▶ [EXERCISE DETAILS] From the data below, pull out every line containing the string "black" and copy each one unchanged. Case counts, so a line matches only if the string appears in the same case.

▶ [MATERIAL]
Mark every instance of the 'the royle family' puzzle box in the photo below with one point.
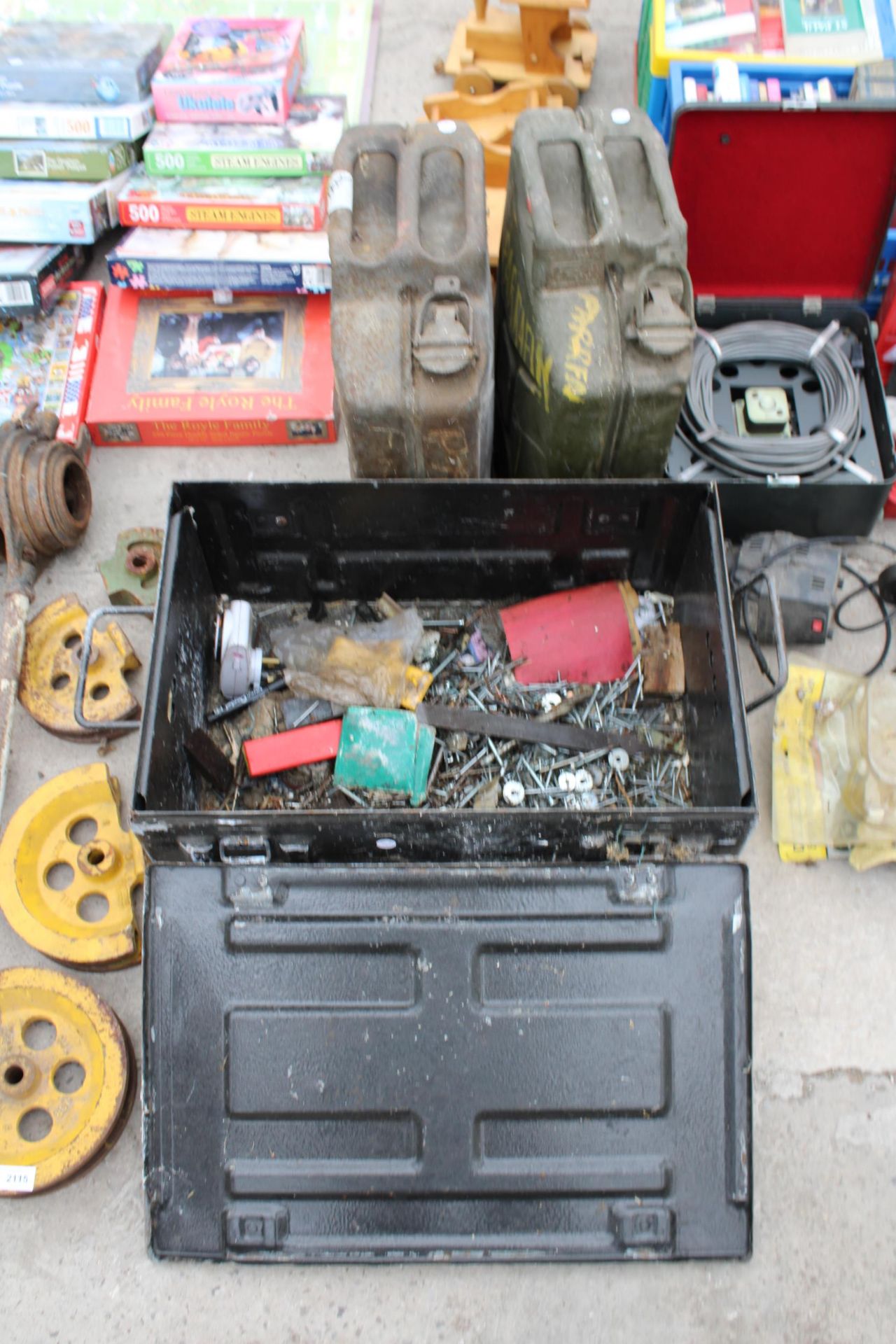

* * *

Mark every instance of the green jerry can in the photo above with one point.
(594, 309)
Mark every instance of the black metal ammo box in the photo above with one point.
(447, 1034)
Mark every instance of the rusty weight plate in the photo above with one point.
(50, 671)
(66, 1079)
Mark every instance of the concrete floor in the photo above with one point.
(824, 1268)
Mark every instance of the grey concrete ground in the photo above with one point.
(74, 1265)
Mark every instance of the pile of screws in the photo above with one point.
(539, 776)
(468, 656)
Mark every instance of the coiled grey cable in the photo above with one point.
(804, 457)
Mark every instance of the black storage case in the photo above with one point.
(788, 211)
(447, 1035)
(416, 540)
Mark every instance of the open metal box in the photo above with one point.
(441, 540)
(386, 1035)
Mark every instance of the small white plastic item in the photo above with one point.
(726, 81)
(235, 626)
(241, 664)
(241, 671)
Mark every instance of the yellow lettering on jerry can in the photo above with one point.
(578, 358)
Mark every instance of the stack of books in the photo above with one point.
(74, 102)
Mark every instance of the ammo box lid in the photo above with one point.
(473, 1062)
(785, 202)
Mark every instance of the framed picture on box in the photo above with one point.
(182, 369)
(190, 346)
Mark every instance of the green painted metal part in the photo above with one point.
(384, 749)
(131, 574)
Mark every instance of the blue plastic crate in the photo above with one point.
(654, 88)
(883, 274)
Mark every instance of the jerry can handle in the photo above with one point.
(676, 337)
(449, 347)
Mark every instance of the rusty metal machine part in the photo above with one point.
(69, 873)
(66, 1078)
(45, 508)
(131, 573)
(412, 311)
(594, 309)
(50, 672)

▶ [THE COMPLETED TASK]
Mark every instance of the black metal ammo box in the photo above with one point.
Mark every instance of the black storage case in the photo above with one point.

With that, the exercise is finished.